PASSAGE —
From: "David McClain" <dmcclain@azstarnet.com>
To: <caml-list@inria.fr>
Subject: CLOS and ML?
Date: Wed, 28 Jul 1999 15:44:36 -0700
I have been missing CLOS sooo much that I decided to give it a try in OCAML.
It turns out that to first order, one can quite readily acheive multi-method
dispatch using ML-like languages (see below...) Of course it would be far
more convenient if this were an inherent part of the language. I have
thought briefly about making a front-end that would accept an extended
syntax incorporating some notion of multi-methods and having it translate to
standard OCAML as a result. This would alleviate all runtime dispatching
except for those cases where a possibly ambiguous data type is acted upon.
Is there any reason not to make CLOS-like behavior (e.g., STklos, CLOS,
Dylan) in an ML language?
- DM
(* -------------------------------------------------------------------------
------------------- *)
(* gf.ml -- CLOS Generic Functions with Multimethod Dispatch for OCAML *)
(* DM/MCFA 07/99 *)

GIVEN INSTRUCTION 1 —
Say whether each statement agrees with the message about CLOS in OCAML, answering yes or no and quoting the words of the message that decide it: (a) the writer has tried multi-method dispatch in OCAML; (b) the writer has already built a front-end that translates an extended syntax into standard OCAML; (c) the writer says it would be more convenient if multi-method dispatch were an inherent part of the language.

RECORDS SHOWN —
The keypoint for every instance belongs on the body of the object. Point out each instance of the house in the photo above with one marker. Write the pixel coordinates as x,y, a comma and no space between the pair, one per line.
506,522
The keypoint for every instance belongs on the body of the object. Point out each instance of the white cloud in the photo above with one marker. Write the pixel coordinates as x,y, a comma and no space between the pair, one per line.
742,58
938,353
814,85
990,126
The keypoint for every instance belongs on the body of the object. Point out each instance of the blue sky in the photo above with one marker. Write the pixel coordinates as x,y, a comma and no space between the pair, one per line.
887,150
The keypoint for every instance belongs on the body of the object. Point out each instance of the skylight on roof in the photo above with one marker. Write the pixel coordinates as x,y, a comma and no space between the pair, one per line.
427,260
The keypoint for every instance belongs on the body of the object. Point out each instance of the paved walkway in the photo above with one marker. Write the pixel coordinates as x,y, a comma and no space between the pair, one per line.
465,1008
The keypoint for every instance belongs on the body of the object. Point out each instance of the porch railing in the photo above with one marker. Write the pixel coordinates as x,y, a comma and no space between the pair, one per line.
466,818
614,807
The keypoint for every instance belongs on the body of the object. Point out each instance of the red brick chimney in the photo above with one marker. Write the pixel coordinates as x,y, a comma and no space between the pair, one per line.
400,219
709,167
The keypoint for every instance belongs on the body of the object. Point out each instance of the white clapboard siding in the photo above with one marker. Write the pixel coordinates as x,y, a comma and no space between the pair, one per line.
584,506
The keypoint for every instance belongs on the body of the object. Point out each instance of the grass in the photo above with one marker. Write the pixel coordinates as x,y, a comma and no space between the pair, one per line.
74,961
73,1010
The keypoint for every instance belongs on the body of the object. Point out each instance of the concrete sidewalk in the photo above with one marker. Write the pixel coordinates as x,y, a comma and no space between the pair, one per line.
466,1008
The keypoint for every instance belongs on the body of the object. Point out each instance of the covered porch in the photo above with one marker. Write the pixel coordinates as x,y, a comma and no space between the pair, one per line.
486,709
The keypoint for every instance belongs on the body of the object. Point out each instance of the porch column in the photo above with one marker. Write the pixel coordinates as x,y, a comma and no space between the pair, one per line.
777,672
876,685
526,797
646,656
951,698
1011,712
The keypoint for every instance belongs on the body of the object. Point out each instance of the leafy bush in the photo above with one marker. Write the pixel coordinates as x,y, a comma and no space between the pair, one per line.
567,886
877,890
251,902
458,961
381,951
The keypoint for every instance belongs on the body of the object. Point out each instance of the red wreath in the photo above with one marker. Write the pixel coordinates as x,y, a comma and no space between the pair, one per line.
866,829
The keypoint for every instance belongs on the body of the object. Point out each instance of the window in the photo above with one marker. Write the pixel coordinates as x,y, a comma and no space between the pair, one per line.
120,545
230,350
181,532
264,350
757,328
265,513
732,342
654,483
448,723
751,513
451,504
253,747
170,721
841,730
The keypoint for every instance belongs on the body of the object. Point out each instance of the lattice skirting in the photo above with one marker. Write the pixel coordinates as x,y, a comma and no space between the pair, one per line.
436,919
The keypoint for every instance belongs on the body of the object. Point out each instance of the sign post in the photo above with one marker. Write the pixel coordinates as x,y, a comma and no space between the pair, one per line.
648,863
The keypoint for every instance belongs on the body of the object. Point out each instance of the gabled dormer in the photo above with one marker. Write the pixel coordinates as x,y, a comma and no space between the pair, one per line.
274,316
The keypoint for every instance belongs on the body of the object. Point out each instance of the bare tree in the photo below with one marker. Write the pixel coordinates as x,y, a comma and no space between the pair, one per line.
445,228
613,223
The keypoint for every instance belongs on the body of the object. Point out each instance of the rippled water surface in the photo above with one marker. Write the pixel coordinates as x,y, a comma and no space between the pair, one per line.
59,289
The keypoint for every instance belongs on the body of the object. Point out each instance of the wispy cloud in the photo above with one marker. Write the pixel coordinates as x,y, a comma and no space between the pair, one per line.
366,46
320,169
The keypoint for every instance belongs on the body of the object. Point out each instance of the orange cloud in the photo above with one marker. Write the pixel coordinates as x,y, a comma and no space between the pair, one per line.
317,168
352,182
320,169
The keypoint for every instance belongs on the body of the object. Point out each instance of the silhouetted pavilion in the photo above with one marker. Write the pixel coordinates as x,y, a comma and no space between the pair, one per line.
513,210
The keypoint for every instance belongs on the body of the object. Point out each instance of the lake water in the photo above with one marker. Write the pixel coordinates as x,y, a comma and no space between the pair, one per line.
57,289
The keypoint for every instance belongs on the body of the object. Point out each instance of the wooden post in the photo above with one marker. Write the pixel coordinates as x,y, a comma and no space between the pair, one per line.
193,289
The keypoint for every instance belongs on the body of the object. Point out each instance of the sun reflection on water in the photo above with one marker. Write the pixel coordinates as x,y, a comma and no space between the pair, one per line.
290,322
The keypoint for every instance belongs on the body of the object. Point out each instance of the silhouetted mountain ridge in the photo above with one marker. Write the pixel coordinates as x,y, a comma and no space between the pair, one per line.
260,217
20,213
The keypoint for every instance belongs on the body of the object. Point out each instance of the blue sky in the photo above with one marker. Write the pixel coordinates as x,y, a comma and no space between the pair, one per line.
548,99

GIVEN INSTRUCTION 2 —
Offset every coordinate in the answers by -19 and write the rows out again, requests included, from the line with "the sun reflection" up to and including the last line of the rows.

EXPECTED ANSWER 1 —
(a) Yes: "I decided to give it a try in OCAML."
(b) No: "I have thought briefly about making a front-end"
(c) Yes: "it would be far more convenient if this were an inherent part of the language."

EXPECTED ANSWER 2 —
The keypoint for every instance belongs on the body of the object. Point out each instance of the sun reflection on water in the photo above with one marker. Write the pixel coordinates as x,y, a comma and no space between the pair, one per line.
271,303
The keypoint for every instance belongs on the body of the object. Point out each instance of the silhouetted mountain ridge in the photo above with one marker. Write the pixel coordinates as x,y, a comma and no space between the pair, one per line.
241,198
1,194
The keypoint for every instance belongs on the body of the object. Point out each instance of the blue sky in the photo above with one marker. Write the pixel coordinates as x,y, a comma and no space between the pair, one per line.
529,80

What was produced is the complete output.